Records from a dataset
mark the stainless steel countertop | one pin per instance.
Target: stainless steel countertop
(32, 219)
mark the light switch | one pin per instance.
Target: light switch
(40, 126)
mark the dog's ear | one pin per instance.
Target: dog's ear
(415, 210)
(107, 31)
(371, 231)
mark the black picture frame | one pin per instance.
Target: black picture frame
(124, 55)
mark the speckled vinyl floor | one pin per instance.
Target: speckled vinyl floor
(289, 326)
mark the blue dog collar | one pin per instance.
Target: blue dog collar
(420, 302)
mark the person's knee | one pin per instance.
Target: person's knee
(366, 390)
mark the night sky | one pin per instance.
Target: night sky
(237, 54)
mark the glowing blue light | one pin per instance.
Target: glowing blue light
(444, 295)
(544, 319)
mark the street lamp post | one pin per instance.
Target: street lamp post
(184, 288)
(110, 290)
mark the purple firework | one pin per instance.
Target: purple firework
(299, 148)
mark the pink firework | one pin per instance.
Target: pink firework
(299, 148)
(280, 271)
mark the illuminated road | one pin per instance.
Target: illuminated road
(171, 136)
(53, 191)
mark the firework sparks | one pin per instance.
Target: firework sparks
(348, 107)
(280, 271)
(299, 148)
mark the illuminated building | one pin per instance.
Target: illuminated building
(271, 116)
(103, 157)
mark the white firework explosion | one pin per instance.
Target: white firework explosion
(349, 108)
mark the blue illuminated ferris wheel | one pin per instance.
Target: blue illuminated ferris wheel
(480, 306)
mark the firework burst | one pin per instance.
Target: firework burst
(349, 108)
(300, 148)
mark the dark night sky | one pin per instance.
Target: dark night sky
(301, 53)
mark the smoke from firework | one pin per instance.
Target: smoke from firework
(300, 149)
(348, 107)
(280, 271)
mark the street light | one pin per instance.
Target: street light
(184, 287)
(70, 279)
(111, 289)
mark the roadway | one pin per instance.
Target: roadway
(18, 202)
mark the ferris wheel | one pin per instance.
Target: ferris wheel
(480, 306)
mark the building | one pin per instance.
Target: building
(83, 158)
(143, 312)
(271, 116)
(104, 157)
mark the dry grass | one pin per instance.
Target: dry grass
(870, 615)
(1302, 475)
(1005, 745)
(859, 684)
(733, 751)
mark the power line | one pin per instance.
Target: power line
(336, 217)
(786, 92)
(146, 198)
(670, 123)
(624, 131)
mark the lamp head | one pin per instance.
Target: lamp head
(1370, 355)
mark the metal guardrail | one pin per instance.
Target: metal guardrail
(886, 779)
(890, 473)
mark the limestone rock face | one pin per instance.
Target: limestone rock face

▶ [Problem description] The exact wording of every entry above should be written out again.

▶ [Solution to this problem]
mark the stainless steel countertop | one pin per instance.
Target: stainless steel countertop
(32, 219)
mark the light switch | one pin per instance.
Target: light switch
(40, 126)
mark the dog's ear | one pin per instance.
Target: dog's ear
(415, 210)
(107, 31)
(371, 231)
mark the black picture frame | one pin per instance.
Target: black picture frame
(124, 55)
mark the speckled vinyl floor | one pin per instance.
Target: speckled vinyl floor
(289, 326)
mark the blue dog collar | one pin per instance.
Target: blue dog collar
(420, 302)
mark the person's knee | one pin per instance.
Target: person's knee
(366, 390)
mark the night sky | one pin per instance.
Target: night sky
(237, 54)
mark the glowing blue light | one pin per instance.
Target: glowing blue light
(444, 295)
(544, 319)
mark the street lamp post | one pin per instance.
Target: street lamp post
(184, 288)
(110, 290)
mark the purple firework | one pin per instance.
Target: purple firework
(299, 148)
mark the pink firework | one pin per instance.
Target: pink firework
(299, 148)
(280, 271)
mark the illuminated road | one pin per instance.
Target: illuminated road
(171, 136)
(53, 191)
mark the firework sparks | one pin per instance.
Target: firework sparks
(348, 107)
(280, 271)
(299, 148)
mark the illuminated building | one pin per instance.
Target: illuminated building
(271, 116)
(103, 157)
mark the white firework explosion | one pin per instance.
Target: white firework explosion
(349, 108)
mark the blue illuminated ferris wheel | one pin per instance.
Target: blue illuminated ferris wheel
(480, 306)
mark the firework burst | one pin per instance.
Target: firework burst
(349, 108)
(300, 148)
mark the dark night sky | one pin per instance.
Target: dark night sky
(301, 53)
mark the smoke from firework | one pin per instance.
Target: smoke from firework
(300, 149)
(348, 107)
(280, 271)
mark the street light | one pin per instance.
Target: street light
(184, 287)
(70, 279)
(111, 289)
mark the roadway | one pin per instance.
Target: roadway
(18, 202)
mark the ferris wheel | one pin per instance.
Target: ferris wheel
(480, 306)
mark the building | one pin per instance.
Target: building
(83, 158)
(143, 312)
(271, 116)
(104, 157)
mark the dry grass | one pin per instance.
Target: dry grass
(870, 615)
(1302, 475)
(1005, 745)
(859, 684)
(733, 751)
mark the power line | one pin per instance.
Target: power line
(336, 217)
(786, 92)
(146, 198)
(670, 123)
(624, 131)
mark the lamp head | one pin per instance.
Target: lamp head
(1370, 355)
mark the metal guardrail | one pin per instance.
Target: metal guardrail
(886, 779)
(890, 473)
mark the limestone rock face | one pin per instance.
Target: limestone rock face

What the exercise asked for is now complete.